──────── Dataset extract

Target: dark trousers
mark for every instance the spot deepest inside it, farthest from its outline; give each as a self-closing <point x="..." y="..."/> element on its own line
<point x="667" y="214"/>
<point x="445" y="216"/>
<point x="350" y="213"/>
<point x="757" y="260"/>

────────────────

What the task asks
Set down every entry once more, exactly as it was written above.

Solution for this exercise
Target: dark trousers
mark for every instance the spot deepest inside it, farthest from its outline; give each as a self-closing <point x="..." y="..."/> element on its own line
<point x="667" y="214"/>
<point x="445" y="216"/>
<point x="350" y="213"/>
<point x="757" y="260"/>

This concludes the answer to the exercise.